> EXERCISE:
Write each entry out again verbatim, pictures excluded.

> DATA FOR REVIEW:
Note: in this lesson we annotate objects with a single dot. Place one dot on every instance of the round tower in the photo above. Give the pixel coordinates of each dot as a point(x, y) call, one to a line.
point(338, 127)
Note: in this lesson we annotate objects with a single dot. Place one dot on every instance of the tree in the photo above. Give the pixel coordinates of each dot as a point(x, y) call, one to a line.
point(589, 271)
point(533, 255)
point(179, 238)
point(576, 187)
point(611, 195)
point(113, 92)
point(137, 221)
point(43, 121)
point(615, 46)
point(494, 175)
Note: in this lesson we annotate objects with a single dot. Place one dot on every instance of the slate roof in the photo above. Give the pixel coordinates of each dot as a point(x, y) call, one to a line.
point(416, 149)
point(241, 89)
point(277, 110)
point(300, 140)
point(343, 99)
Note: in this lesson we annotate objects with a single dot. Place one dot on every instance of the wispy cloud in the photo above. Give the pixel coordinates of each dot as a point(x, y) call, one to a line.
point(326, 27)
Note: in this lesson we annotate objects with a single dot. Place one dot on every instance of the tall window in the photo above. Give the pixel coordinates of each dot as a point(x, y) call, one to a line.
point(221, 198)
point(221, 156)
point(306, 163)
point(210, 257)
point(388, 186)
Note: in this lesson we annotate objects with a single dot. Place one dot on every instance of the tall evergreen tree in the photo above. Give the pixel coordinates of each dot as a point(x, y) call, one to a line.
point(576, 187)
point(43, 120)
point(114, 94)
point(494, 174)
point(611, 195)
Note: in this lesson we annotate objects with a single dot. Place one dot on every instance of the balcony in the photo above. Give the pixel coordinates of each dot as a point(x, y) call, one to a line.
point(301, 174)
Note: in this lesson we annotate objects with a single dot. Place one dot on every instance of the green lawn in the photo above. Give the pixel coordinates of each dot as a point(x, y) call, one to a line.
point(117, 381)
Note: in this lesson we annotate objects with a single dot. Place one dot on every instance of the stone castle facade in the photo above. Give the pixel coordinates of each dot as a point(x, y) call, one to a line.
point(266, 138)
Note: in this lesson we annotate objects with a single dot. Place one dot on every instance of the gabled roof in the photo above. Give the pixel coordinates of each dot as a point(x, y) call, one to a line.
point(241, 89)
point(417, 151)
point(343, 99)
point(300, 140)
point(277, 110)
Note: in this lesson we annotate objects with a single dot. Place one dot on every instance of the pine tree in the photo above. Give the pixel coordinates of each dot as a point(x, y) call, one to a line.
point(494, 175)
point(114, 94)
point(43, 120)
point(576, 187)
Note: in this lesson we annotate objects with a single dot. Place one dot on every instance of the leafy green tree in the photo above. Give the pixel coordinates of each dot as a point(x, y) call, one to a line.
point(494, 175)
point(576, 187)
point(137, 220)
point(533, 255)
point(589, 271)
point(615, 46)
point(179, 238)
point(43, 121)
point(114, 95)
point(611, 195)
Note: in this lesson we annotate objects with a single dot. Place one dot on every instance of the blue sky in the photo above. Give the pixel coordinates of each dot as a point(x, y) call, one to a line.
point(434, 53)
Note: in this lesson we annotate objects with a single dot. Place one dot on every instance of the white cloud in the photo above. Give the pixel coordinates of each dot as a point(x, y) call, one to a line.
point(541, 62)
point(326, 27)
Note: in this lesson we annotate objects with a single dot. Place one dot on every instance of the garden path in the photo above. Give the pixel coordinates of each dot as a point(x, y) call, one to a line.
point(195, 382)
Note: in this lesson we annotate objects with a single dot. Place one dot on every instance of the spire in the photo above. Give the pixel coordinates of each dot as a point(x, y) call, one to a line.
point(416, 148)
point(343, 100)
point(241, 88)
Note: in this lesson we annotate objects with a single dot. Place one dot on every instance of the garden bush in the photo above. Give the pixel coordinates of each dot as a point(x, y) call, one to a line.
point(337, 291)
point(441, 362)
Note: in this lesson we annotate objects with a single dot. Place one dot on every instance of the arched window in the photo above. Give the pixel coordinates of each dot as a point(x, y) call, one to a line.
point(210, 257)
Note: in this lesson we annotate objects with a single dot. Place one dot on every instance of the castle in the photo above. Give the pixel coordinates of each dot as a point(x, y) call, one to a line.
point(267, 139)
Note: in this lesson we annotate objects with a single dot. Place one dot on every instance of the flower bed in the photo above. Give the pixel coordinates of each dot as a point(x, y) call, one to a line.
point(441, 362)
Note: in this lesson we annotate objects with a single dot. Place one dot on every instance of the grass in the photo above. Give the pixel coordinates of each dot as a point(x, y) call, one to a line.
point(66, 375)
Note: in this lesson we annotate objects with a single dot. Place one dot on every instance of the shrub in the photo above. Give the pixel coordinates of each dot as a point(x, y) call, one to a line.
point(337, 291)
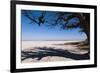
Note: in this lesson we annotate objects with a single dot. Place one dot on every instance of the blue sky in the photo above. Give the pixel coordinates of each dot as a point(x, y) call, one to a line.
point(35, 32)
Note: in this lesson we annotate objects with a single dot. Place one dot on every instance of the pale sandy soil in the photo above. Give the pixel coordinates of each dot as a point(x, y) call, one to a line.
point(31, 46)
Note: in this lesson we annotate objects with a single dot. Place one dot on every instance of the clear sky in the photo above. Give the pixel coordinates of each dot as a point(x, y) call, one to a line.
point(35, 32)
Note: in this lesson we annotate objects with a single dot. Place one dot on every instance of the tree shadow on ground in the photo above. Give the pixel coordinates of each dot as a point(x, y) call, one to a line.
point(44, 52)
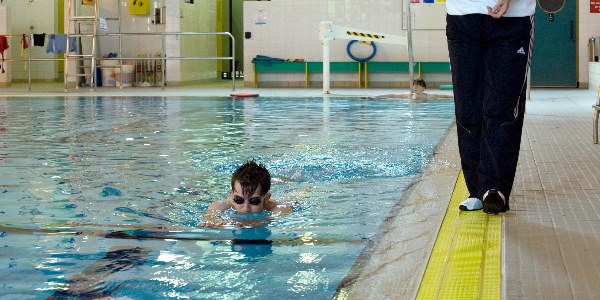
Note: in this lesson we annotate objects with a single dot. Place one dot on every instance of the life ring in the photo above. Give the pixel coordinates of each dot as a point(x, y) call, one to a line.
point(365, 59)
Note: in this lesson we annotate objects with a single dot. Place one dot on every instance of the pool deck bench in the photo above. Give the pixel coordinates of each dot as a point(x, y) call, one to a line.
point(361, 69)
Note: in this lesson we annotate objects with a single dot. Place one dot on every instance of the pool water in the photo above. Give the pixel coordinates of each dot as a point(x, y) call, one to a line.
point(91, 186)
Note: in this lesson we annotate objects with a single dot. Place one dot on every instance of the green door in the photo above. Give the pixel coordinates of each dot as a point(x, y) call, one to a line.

> WRITTEN ANSWER:
Note: in this lesson we annotate objects with a single dot. Place one dot on every instance of the round tower in the photo above. Give the pixel coordinates of each dot as a point(x, y) call, one to a line.
point(338, 127)
Note: in this lesson we annotate objects with a single dot. Place one dot on every instance of the tree in the photo above. Give the pixel coordinates of each dot as a point(x, y) call, one to a line.
point(589, 271)
point(533, 255)
point(179, 238)
point(576, 187)
point(611, 195)
point(113, 92)
point(137, 221)
point(43, 121)
point(615, 46)
point(494, 175)
Note: in this lesson we annotate objects with a single dot. Place one dot on every instance of the slate roof in the photo above. Give the pixel coordinates of each dot as a point(x, y) call, one to a line.
point(416, 149)
point(241, 89)
point(277, 110)
point(300, 140)
point(343, 99)
Note: in this lesson we annotate objects with a single dot. Place one dot on every instance of the wispy cloud in the photo above. Give the pixel coordinates of each dot as a point(x, y) call, one to a line.
point(326, 27)
Note: in this lesson we annotate objects with a single dot. Place one dot on every instance of the tall window in the photo above. Give the pixel coordinates of each dot as a point(x, y) call, one to a line.
point(221, 198)
point(221, 156)
point(306, 163)
point(210, 257)
point(388, 186)
Note: in this lesson we annotate objects with a single dot. Place one dot on every instance of the tall evergreen tree in the photo above. Give the pixel coordinates of each dot as a point(x, y) call, one to a line.
point(576, 187)
point(43, 120)
point(114, 94)
point(494, 174)
point(611, 195)
Note: in this lesson we annotate objects with a single dot. Place one dot on every instance of the balcony in the photo above. Give the pixel coordinates of each dot as a point(x, y) call, one to a line.
point(301, 174)
Note: in this lesson we annotate objects with a single dot. Place one dot on every instance of the green lawn in the photo above. Give the pixel coordinates of each dot as a point(x, y) call, one to a line.
point(117, 381)
Note: in this lesson we annotate objects with a single dot. Place one dot on every instance of the stone castle facade in the photo above. Give the pixel coordinates of each dot as a point(x, y) call, one to a line.
point(266, 138)
Note: in this lesson we annotate objects with a single dot. Place one dot on every instance of the gabled roof in the photo above. Give the pixel coordinates of each dot as a point(x, y) call, one to a line.
point(241, 89)
point(417, 151)
point(343, 99)
point(300, 140)
point(277, 110)
Note: in this lesson we annotate objects with a single dot. Place one dot on every instance of the pine tree in the photo above. Give the pixel coordinates of each dot as a point(x, y) call, one to a line.
point(494, 175)
point(114, 94)
point(43, 120)
point(576, 187)
Note: in this lesson we annotate objects with a single dot. Place one dot on every instance of the leafy green tree in the photo above. Give the pixel coordinates of each dot as a point(x, y) call, one to a line.
point(494, 175)
point(576, 187)
point(137, 220)
point(533, 255)
point(589, 271)
point(615, 46)
point(179, 238)
point(43, 121)
point(114, 95)
point(611, 195)
Note: in this lesson we annotate objects with a single dot. Place one dot on every instance of the blue sky in the photo above. Give the pixel coordinates of each dot as a point(x, y) call, one to a line.
point(434, 53)
Note: in this lesson we annotate objects with a single dot. Place one dot on every instance of the white cloud in the photo above. Give the pixel coordinates of each dot as a point(x, y) call, one to a line.
point(541, 62)
point(326, 27)
Note: in this lesson we annotate objects with a single dot. Place one dot on every instance of the garden path in the photo above. Give the pixel coordinates of each dot as a point(x, y) call, one to a line.
point(195, 382)
Note: in this lesson we annotate objects with a single dot. Place one dot on every instance of the spire in the photo above. Give the pixel coordinates of each dot as a point(x, y) call, one to a line.
point(416, 148)
point(343, 100)
point(241, 88)
Note: in this lesson we annotate objects with a single dot. Place one dot on every instance of the garden bush in the photo above. Give the pixel coordinates of each dot as a point(x, y) call, one to a line.
point(337, 291)
point(441, 362)
Note: in this lesson we annotate objects with a single dot. Place one dot on every instance of the arched window in the photo above. Give the pixel coordinates of each dot as a point(x, y) call, one to a line.
point(210, 257)
Note: in this lesson we annotate objects with a single dot. Place one dot on every instance of the castle in the photo above. Give the pixel coordinates of each dot as a point(x, y) call, one to a line.
point(267, 139)
Note: in this lesson we annotate objects with a single dot. Place one dot on every instance of the flower bed in the photo above. Give the pixel coordinates of each dot as a point(x, y) call, one to a line.
point(441, 362)
Note: in this lesson we annotate objects with a single dot. Place one dot on every instance of the grass in the photo above. Give the pixel coordinates of each dot as a point(x, y) call, one to a line.
point(66, 375)
Note: in this lesson we annotate objects with a single dot. Place one dot on every instance of the shrub in the photo above. Give the pixel coordinates of each dot as a point(x, y) call, one to a line.
point(337, 291)
Note: in this lesson we annotate objects with a single dot. Place one dot on every instance of the blue sky in the photo above. Give the pixel coordinates of each dot as a point(x, y) call, one to a line.
point(35, 32)
Note: in this lesson we annotate objects with a single dot. Place one dot on every instance of the pale sandy soil in the photo above. Give the pixel coordinates of each dot as a point(x, y) call, one to a line.
point(31, 46)
Note: in this lesson we annotate objects with a single dot. Place one dot on every instance of the clear sky in the photo above. Give the pixel coordinates of each dot as a point(x, y) call, one to a line.
point(35, 32)
Note: in this lesson we annotate objects with a single dot. Place one dot on every instance of the tree shadow on ground in the photo above. Give the pixel coordinates of each dot as a point(x, y) call, one to a line.
point(44, 52)
Note: in this lesson we annotate objects with a single dot. Place one dot on every instance of the life ring in the photo above. Give the pixel coordinates of each dot as a point(x, y) call, one to a line.
point(365, 59)
Note: in this lesson we annotate objects with a single dot. Place one dot on every instance of the pool deck bench in the photo above. Give the pixel coordinates of each dot as a point(x, y) call, one to a line.
point(361, 69)
Note: in this lesson we annotate objects with a single dot. Place one dot on every instance of the pool water in the photo above. Give the pixel coordinates of each dot as a point(x, y) call, one to a line.
point(91, 186)
Note: in this lesson we annotate objects with a single dot. Place one dot on every instance of the green door in the photo above. Give the pixel coordinates of each dot as a point(x, y) call, one to a line.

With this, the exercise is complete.